▶ **Task data**:
..........

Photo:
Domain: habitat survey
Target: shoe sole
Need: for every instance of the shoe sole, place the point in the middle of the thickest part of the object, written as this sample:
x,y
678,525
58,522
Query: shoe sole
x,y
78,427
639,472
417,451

..........

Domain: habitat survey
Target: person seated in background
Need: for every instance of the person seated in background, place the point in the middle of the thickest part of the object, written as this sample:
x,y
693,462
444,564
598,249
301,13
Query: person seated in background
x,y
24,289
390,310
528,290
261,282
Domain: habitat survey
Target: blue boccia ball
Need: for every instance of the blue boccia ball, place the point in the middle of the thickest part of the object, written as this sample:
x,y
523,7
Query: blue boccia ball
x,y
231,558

..........

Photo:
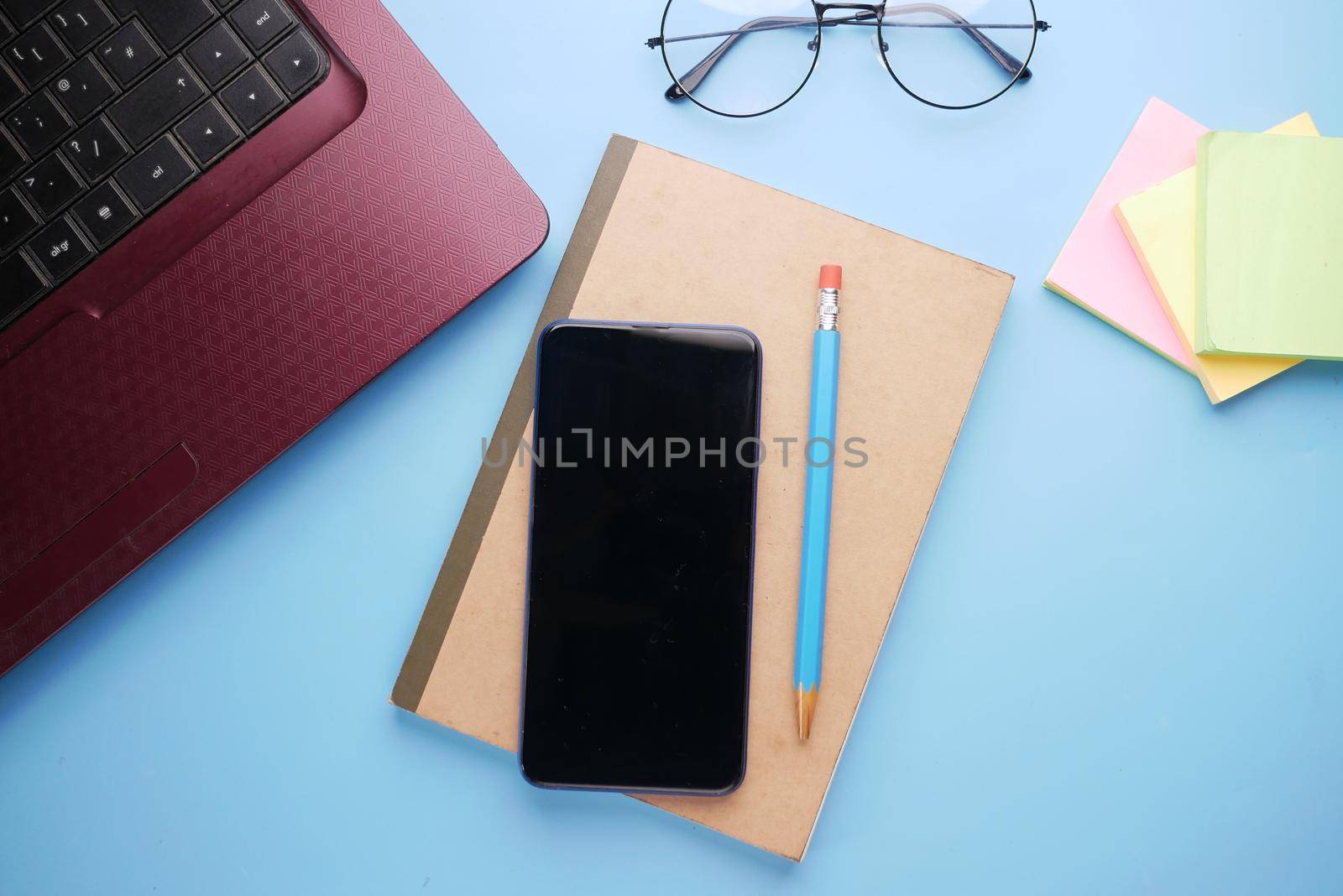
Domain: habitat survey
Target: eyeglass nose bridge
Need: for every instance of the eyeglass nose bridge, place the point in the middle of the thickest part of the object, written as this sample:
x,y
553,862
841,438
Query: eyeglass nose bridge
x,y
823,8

..........

Say the number of lines in the listing that hold "every", with no added words.

▶ **Answer**: 4